DATA ENTRIES:

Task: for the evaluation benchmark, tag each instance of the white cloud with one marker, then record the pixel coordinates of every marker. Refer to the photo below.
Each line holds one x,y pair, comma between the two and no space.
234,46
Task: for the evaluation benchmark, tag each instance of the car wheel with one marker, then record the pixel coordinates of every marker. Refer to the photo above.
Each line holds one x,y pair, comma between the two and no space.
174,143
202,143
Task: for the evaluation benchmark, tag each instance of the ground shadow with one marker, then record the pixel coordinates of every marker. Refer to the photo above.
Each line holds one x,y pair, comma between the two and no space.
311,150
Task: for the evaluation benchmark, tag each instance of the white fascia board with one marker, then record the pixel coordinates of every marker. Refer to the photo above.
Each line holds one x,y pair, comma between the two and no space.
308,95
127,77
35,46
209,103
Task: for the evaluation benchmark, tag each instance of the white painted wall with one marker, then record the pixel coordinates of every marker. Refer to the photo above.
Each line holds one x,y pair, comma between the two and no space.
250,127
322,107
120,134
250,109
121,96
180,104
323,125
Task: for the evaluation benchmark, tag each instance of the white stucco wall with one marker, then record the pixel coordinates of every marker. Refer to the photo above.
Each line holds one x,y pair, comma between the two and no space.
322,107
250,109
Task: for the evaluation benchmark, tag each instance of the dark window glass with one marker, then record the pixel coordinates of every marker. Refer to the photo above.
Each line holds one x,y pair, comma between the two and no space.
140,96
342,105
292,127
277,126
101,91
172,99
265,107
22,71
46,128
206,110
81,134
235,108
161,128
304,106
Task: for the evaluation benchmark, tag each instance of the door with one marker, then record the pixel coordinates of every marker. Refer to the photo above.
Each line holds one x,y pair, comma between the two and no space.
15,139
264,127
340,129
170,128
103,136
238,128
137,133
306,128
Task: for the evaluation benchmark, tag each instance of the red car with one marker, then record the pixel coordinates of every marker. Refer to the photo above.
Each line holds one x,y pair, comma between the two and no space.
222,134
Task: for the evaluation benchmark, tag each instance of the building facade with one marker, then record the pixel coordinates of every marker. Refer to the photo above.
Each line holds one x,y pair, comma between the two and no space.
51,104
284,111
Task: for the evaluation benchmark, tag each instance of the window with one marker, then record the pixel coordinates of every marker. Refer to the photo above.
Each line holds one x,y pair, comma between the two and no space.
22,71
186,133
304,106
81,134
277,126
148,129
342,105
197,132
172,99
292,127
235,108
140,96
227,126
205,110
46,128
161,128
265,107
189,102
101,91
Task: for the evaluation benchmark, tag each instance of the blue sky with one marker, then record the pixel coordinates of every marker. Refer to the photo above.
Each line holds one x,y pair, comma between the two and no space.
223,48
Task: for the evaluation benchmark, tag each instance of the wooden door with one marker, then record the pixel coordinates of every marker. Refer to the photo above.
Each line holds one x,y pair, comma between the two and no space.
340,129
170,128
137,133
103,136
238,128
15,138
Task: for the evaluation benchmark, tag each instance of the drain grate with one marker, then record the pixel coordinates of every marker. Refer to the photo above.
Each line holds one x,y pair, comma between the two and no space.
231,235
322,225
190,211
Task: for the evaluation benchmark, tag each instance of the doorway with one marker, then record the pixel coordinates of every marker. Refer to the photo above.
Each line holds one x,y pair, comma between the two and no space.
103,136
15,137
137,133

PROBLEM DETAILS:
Convert the listing above into a two-column CSV with the headers "prompt" and "points", one row per request. Put each request's full text in the first column and its answer in the second, with every field in quotes and line breaks replaced by spaces.

ANSWER TO THIS TASK:
prompt,points
"Task: for the evaluation benchmark, tag each instance of the white cloud with one marker, then record the pixel coordinates of every marker. Refer to the photo below. Each line holds one x,y pair, comma between the two and no space.","234,46"
"Task: for the evaluation benchmark, tag each instance of the car wheel with one marker, then record the pixel coordinates of every marker. Refer to the photo above. Each line holds one x,y pair, comma between the two and no space.","174,143 202,143"
"Task: for the evaluation benchmark, tag each instance of the ground shadow with one marker, then record the pixel coordinates of every marker. Refer to the photo above. Each line holds one x,y pair, comma between the two and no space.","311,150"
"Task: for the evaluation benchmark, tag each instance of the white fascia board with one marker, then record the pixel coordinates of every marker. Refer to the photo above. Each line holds one x,y pair, comma between the two and no space.","308,95 127,77 35,46 209,103"
"Task: for the evaluation benchmark, tag each instance of the white painted wall with one marker, then record the pixel coordinates of every marker. Refer to the photo above. Each line holds one x,y pair, comma between the two and no space.","250,127 322,107 120,134 250,109 121,96 180,104 323,125"
"Task: for the evaluation benchmark, tag each instance of the white stucco wall with one marker, then record the pixel coordinates of every marker. Refer to the photo above. Each line holds one x,y pair, comma between the two and no space.","322,107 250,109"
"Task: for the evaluation benchmark, tag each instance of the dark window glass with one marker, then record the pixel coordinates of every marker. Refer to the photo above. Each line holds one x,y pair, comma between the two and no space.","140,96 342,105 292,127 277,126 101,91 172,99 265,107 22,71 46,128 206,110 81,134 235,108 161,128 304,106"
"Task: for the evaluation benchmark, tag each instance of the door with one marker, then record the pixel coordinates of every marker. Refer to the photo above. Each line holds one x,y pair, comma between the two and no space.","15,139 264,127 340,129 170,128 103,136 238,128 137,133 306,128"
"Task: for the evaluation benchmark, tag each instance of the red car with one marker, then record the pixel coordinates of every marker. Refer to the photo above. Each line holds one x,y pair, comma between the two and no space.","222,134"
"Task: for the evaluation benchmark, tag each instance of the building facade with one marker, then record the pixel coordinates of every marker. Refer to the photo above. Each line holds one x,y pair, comma between the two and no space.","51,104 284,111"
"Task: for the evaluation benchmark, tag each instance of the window with one marker, then record the pixel coordinates of every marker. Refer to the photo above. Each line holds one x,y pair, comma between the two and no space.","22,71 186,133 304,106 81,134 277,126 148,129 342,105 197,132 172,99 292,127 235,108 140,96 227,126 205,110 46,128 161,128 265,107 189,102 101,91"
"Task: for the evaluation benchmark, tag each instance of the blue sky with one marker, then record the pixel coordinates of every marker. Refer to the photo above. Each line holds one x,y pair, comma between the two and no space.","223,48"
"Task: for the evaluation benchmark, tag each instance of the wooden door with one marker, then record the pixel coordinates of every marker. Refer to the photo above. Each line holds one x,y pair, comma between the two and no space.","340,129 170,128 137,133 103,136 238,128 15,138"
"Task: for the evaluation benchmark, tag each instance of the drain grate with one marker, then record the pixel coordinates of every marker. Refer to the photo above. Each line holds one x,y pair, comma between the two and no space.","231,235 322,225 190,211"
"Task: for the evaluation benchmark, tag each instance of the doorway with one marker, then record the pixel coordinates of every marker. Refer to the photo above. Each line holds one x,y pair, comma between the two and no space.","103,136 15,137 137,133"